» **Task statement**:
Leave out the pictures, and retype the remaining data exactly.

==== Record set ====

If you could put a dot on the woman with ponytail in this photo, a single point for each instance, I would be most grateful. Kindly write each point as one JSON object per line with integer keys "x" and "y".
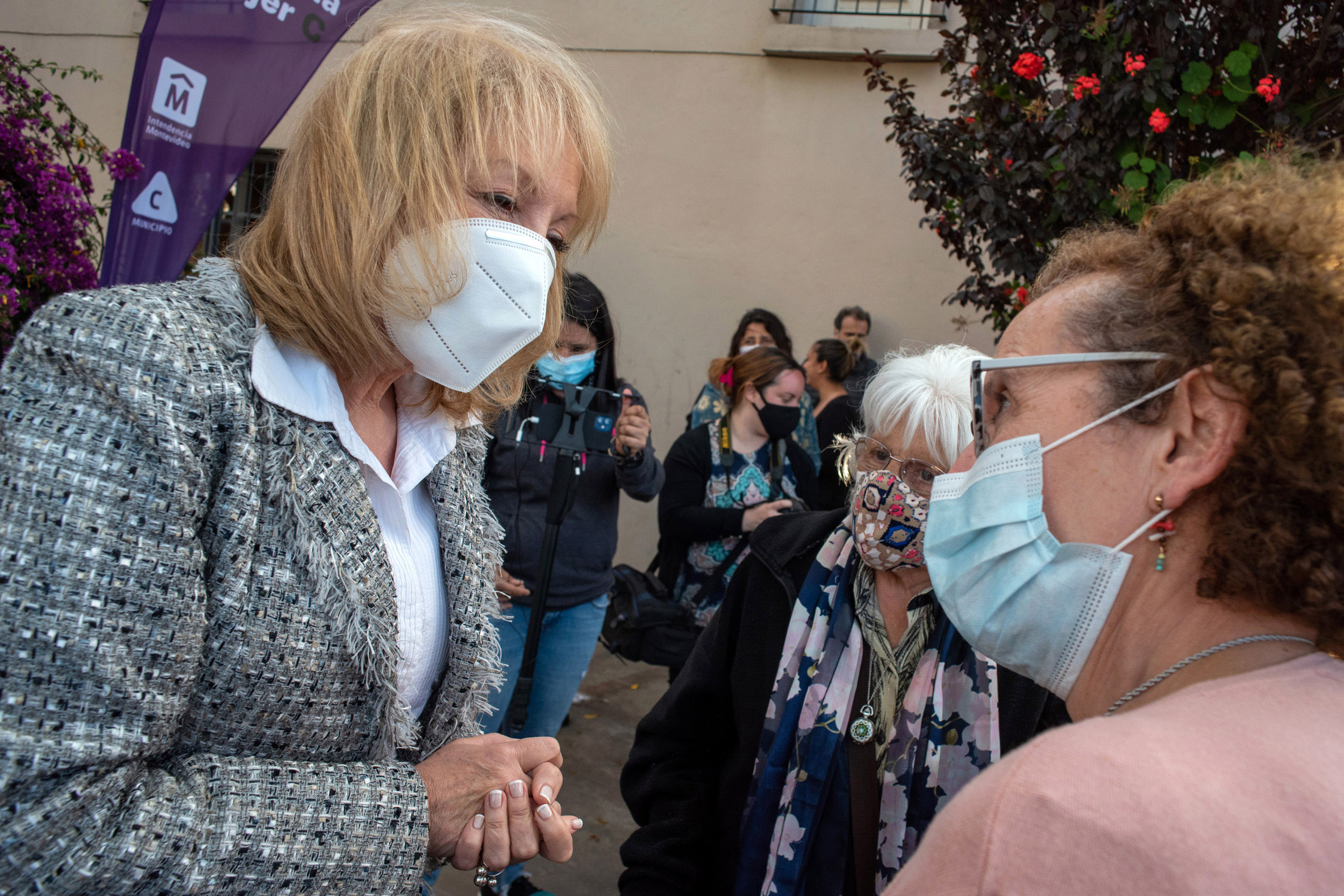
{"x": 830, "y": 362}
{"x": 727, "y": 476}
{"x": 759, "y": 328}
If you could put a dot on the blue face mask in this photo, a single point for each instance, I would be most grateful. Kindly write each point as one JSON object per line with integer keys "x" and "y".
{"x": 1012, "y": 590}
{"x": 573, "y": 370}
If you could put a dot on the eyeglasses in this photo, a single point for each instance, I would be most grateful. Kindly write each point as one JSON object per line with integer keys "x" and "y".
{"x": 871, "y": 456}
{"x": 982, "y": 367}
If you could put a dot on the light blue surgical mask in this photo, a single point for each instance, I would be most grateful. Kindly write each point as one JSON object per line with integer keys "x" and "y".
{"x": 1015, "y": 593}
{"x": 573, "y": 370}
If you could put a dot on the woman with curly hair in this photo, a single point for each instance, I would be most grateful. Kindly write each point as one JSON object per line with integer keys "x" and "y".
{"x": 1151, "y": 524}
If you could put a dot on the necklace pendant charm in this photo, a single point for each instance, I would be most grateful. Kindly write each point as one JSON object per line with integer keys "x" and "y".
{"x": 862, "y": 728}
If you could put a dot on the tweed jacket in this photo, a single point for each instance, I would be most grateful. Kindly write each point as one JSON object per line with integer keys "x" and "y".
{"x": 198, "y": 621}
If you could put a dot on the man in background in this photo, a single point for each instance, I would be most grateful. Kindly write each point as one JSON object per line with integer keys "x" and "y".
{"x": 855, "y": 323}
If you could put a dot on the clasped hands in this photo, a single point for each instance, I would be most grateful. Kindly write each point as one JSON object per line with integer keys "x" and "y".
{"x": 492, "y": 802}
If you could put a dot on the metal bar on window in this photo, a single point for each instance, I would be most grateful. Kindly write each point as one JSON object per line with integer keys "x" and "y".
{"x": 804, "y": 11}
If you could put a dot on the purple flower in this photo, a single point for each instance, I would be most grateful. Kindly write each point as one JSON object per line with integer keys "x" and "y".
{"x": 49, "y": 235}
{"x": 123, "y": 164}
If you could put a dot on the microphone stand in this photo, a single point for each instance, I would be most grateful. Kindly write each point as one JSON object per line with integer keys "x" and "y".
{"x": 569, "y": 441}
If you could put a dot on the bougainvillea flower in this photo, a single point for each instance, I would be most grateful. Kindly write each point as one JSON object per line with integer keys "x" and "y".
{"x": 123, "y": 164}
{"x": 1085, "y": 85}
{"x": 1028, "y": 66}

====

» **Solution to the exercise**:
If you could put a dot on the woman with ponytail in this photo, a single point for each instance, I would be most grateful. Kindly write each point as one JSON object per line with integer keys "x" and "y".
{"x": 830, "y": 362}
{"x": 727, "y": 476}
{"x": 759, "y": 328}
If you could put a dot on the blue face mask in this photo, a single point for each instance, I would be most grateful. Kindly write each point as one JSON object per line with integer keys "x" and "y".
{"x": 1012, "y": 590}
{"x": 573, "y": 370}
If you could put a dot on the eyeglasses in this photo, a single point for each instance, I would be most grateful. Kindly write each point as one JSON object per line with integer keys "x" and "y".
{"x": 871, "y": 456}
{"x": 982, "y": 367}
If you could put a dot on the light blue surgical mask in this photo, a single point for each instance, I would be most grateful. Kindly write each point as one JSON object per line with integer keys "x" and "y".
{"x": 1015, "y": 593}
{"x": 573, "y": 370}
If you could put a dot on the woman with curly hair in this photo, a single point for each instance, I would be most grateful. Kindly write each point as one JSON object per line with integer keys "x" and "y".
{"x": 1151, "y": 524}
If you could put a dot on the necklace pendant charm in this photo, a single point for each instance, I would be most grateful. Kindly write each point as one JSON object per line with integer keys "x" and "y".
{"x": 862, "y": 728}
If you could put a dot on the tweed jacket in this photo, a single point for each instance, I would be most grateful. Kindly write each point as one JSON object per line with integer keys "x" and "y".
{"x": 198, "y": 621}
If you could put a dot on the man in background in this photo, a single point for each instance, I would be most grateful. Kindly write each point as one JSON object per line with integer keys "x" and "y".
{"x": 855, "y": 323}
If you could put a dot on the clasped hands in this photo, a single point for each instance, I would be most grateful. Kindly write each point as one JSON object per line with integer keys "x" and "y".
{"x": 492, "y": 802}
If you could put a dot on the metal bar on window in this photo, a single point for each instance, I would be most grateful. Kindly write each point as one JSON object per line with integer keys "x" and "y".
{"x": 804, "y": 11}
If you could put a dot on the purple flower in this photo, a single point for each instance, I would be most grateful. Kindly write each point as one JSON object per line with integer keys "x" and "y".
{"x": 49, "y": 235}
{"x": 123, "y": 164}
If you could put a dot on the microphone stand in this photo, a single point for each instance, I would be most grateful. Kindly write each point as one JSON object per line with integer keys "x" and "y".
{"x": 569, "y": 441}
If you could put a dot on the bougainvillea flower in this photo, a single point for each instance, I would be most grateful. Kindly write each point as one JSON object per line with integer keys "x" and "y".
{"x": 123, "y": 164}
{"x": 1085, "y": 85}
{"x": 1028, "y": 66}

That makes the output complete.